>>>

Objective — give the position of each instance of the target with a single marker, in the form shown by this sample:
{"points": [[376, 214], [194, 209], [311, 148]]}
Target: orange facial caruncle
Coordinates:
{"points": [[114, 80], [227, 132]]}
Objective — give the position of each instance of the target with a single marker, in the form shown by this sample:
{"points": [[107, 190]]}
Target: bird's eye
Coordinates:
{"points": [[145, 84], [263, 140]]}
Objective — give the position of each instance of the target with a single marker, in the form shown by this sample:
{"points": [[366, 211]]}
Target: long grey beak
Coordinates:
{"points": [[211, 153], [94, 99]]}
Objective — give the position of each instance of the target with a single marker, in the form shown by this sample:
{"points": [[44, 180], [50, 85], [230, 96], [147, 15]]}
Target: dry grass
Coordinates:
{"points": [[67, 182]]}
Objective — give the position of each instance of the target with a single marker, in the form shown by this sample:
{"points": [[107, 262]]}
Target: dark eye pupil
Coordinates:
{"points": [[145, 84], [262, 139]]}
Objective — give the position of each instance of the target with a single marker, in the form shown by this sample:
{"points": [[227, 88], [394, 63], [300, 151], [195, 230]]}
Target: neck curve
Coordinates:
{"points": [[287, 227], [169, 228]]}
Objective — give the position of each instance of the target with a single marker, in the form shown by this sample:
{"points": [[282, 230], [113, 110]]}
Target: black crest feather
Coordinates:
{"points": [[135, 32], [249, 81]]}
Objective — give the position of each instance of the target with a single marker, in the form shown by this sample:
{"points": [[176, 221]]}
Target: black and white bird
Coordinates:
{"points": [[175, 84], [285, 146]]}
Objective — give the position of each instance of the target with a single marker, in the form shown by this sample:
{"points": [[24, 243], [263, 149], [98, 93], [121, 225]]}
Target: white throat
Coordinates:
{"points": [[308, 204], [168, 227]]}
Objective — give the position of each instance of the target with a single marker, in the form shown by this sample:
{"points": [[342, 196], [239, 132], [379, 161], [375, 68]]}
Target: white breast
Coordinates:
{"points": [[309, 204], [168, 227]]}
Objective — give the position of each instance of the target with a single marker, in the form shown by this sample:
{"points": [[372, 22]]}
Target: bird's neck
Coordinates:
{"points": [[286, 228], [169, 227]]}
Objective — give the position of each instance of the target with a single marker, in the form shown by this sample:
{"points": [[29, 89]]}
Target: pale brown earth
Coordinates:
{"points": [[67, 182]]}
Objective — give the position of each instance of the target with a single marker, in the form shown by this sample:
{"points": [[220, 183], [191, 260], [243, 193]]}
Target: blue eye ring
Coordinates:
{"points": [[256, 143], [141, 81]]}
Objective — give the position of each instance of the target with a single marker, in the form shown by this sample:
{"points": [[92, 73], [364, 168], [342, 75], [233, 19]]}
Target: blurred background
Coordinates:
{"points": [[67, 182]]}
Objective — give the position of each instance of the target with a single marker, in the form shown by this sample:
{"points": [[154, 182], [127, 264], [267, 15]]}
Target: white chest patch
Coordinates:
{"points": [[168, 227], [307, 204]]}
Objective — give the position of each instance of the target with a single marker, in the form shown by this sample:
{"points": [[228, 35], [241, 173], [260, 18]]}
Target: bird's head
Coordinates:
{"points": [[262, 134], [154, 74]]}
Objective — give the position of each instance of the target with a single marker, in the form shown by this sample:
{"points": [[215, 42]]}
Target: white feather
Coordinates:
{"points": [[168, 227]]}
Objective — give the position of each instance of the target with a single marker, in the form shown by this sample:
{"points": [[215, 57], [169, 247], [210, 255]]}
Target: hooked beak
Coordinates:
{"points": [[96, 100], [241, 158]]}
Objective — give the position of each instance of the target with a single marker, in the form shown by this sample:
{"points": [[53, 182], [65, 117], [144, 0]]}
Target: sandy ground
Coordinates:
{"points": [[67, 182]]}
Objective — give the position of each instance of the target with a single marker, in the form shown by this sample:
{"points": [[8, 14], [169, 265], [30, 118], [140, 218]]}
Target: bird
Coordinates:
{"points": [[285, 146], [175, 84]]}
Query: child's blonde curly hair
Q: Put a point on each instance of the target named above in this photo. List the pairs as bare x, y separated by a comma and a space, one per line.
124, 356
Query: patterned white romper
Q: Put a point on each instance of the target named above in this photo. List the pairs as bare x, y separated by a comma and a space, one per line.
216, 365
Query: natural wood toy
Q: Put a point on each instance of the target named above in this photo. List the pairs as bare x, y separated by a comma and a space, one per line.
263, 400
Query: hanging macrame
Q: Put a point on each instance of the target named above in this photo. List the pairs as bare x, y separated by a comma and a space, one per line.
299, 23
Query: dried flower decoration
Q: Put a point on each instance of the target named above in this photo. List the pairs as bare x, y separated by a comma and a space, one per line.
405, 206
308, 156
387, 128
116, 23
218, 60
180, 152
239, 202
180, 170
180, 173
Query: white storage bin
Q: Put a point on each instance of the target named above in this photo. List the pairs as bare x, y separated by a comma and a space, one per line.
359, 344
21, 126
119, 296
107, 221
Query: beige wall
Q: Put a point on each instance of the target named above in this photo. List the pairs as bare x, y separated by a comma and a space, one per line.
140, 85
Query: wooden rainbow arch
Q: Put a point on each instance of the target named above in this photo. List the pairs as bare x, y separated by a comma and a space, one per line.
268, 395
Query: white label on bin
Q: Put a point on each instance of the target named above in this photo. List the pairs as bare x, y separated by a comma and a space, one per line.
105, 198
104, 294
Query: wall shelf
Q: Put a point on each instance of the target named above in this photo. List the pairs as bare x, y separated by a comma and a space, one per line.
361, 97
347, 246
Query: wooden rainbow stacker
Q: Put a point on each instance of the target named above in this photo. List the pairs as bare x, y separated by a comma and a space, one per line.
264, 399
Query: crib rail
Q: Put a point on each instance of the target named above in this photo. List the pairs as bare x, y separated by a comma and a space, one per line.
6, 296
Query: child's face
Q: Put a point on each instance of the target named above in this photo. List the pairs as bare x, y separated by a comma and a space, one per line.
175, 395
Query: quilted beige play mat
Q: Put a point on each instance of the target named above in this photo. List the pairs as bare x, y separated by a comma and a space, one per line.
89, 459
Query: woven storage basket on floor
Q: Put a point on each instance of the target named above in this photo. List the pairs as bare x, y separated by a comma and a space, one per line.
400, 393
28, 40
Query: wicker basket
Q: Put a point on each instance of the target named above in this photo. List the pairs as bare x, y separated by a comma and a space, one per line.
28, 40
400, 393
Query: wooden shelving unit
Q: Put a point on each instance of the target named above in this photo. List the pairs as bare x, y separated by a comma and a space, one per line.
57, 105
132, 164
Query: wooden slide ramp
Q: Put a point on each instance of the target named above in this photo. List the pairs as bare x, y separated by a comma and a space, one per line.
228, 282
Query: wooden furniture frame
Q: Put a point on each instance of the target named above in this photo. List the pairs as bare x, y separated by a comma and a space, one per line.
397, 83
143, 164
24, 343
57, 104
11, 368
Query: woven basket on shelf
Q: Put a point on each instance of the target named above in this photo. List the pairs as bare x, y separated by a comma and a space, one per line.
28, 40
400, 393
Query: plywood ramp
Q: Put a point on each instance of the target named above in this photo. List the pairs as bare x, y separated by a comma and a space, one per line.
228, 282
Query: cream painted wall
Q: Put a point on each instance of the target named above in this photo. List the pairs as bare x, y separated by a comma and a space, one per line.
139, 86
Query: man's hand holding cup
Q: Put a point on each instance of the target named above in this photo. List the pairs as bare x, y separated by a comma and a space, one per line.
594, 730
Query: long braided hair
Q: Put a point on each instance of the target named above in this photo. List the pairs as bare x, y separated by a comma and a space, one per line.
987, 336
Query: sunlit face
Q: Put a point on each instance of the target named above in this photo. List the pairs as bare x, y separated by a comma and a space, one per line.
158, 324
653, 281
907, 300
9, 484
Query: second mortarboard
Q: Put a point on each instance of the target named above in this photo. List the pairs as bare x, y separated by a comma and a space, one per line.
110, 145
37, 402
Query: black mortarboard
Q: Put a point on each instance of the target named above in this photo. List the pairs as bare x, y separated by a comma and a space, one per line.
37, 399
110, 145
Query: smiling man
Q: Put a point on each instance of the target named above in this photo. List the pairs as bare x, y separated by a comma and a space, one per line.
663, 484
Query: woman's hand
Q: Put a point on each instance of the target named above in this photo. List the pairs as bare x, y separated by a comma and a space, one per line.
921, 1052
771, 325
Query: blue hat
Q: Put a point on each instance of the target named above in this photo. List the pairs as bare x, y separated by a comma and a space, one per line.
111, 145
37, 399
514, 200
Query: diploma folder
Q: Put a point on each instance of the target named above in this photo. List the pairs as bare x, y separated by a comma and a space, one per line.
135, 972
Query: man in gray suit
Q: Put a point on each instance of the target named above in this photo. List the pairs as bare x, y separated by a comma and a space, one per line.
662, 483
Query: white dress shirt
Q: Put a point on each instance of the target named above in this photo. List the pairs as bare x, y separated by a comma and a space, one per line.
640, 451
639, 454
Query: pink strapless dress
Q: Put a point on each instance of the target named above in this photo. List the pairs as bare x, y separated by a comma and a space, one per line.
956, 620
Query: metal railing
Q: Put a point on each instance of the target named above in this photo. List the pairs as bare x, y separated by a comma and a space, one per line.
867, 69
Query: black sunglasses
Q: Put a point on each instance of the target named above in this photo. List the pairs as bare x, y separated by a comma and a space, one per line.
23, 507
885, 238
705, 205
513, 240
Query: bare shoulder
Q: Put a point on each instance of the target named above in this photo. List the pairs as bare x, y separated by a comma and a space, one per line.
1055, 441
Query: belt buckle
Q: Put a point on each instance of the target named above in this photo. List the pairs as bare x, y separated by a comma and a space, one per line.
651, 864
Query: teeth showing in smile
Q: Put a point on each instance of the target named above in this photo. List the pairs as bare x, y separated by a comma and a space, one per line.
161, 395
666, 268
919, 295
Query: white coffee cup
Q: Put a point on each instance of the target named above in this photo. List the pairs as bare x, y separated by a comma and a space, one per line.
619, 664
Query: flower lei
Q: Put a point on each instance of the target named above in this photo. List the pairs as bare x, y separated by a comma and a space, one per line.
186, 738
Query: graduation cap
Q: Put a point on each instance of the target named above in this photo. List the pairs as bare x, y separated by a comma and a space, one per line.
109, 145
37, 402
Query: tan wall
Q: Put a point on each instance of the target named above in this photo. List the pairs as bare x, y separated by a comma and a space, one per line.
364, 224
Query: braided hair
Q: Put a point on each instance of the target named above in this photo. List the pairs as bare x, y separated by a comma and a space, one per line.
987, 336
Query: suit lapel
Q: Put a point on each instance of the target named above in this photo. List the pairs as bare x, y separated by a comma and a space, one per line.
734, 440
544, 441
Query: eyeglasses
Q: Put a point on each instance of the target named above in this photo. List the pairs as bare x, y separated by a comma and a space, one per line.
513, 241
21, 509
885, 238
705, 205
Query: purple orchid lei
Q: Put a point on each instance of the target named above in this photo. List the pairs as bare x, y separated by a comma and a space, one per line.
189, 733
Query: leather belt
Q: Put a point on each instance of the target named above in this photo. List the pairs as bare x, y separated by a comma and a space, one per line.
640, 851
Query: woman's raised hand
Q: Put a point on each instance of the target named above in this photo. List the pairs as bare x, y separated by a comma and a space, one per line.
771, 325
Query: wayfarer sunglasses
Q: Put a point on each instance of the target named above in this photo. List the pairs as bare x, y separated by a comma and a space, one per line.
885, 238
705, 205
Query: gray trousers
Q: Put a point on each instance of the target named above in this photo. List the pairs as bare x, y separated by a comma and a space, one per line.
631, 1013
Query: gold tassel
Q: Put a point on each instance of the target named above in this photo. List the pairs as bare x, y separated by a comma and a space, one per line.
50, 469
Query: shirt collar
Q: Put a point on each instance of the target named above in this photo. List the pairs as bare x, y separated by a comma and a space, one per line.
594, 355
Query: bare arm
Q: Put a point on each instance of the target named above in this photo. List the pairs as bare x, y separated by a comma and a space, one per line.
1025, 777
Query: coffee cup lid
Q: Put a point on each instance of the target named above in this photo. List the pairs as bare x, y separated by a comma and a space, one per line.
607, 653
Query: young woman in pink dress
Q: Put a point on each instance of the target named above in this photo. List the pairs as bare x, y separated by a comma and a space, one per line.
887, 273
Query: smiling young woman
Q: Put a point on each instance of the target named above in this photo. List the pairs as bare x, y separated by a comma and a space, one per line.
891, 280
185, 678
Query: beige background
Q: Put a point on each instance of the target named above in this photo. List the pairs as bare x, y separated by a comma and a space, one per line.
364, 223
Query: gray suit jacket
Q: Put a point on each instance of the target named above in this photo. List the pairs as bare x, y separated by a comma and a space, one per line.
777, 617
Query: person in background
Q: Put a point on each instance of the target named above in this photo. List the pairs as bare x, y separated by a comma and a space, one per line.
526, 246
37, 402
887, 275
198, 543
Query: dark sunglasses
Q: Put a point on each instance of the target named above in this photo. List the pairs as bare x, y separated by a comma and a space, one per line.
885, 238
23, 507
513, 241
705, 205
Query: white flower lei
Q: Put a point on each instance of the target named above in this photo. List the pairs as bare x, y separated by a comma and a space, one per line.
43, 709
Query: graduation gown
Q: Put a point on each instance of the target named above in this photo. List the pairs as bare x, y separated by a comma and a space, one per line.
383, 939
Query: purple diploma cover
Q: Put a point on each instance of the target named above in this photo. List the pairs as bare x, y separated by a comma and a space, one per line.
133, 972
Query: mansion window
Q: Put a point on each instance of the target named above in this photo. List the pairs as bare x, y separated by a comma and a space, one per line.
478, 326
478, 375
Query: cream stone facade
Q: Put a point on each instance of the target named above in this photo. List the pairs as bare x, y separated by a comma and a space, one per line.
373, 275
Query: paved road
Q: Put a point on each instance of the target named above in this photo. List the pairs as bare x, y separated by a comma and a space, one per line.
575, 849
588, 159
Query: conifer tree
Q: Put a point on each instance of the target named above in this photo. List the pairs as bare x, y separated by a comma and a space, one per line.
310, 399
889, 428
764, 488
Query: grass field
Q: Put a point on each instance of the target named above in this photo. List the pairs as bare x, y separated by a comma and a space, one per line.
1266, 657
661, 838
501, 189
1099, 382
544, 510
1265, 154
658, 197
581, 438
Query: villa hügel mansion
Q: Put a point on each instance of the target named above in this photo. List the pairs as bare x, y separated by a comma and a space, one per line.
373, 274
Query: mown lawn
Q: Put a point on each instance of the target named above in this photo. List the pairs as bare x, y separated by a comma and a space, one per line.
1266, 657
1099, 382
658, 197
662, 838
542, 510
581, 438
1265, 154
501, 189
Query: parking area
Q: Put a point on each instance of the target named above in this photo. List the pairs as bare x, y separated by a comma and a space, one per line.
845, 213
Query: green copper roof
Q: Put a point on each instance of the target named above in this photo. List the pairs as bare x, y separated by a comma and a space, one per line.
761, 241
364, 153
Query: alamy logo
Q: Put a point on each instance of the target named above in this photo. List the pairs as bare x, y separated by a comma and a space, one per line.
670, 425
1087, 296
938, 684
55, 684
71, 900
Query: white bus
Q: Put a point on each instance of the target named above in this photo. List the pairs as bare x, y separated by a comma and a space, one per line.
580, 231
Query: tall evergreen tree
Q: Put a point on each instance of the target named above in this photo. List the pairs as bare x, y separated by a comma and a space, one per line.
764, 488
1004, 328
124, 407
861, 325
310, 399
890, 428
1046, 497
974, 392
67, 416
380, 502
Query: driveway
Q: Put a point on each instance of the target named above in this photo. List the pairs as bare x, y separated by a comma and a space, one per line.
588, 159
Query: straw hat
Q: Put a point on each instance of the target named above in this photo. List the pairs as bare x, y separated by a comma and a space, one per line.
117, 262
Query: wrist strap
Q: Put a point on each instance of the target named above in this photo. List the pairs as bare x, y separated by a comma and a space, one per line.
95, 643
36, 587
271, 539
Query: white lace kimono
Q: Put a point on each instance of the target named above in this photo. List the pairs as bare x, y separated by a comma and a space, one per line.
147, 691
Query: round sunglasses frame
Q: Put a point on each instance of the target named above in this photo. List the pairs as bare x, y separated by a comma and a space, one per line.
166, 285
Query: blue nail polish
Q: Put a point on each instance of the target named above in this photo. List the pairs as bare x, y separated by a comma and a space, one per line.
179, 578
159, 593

<<<

WHAT IS REQUIRED =
The lines to quote run from the one containing "Query: straw hat" through the final line of the material above; please give them exactly, both ends included, and nothing else.

THE SOLUTION =
Query: straw hat
Q: Put a point on each instance of the target named above in this photo. List the pairs as bare x, y separated by a comma and a space, one per line.
117, 262
Query: wrist strap
Q: Put a point on each instance of the target named above in this photo. List the pairs as bare x, y separated by a comma and a space, one per line.
95, 643
36, 587
271, 539
Query: white lace kimono
Q: Put a point on each instance of the target named above in this photo. List the pairs as bare x, y separated by a comma and a space, one per line.
147, 691
Query: round sunglasses frame
Q: Put a point on each instance of the target named above in this photo. List the pairs as bare x, y separated by a comma and a space, one per line.
166, 285
Query: blue nail polish
Q: Put a point on each instance of the target named above in this photo. List the pairs as bare x, y separated by a comma and a space, one per line.
179, 578
159, 593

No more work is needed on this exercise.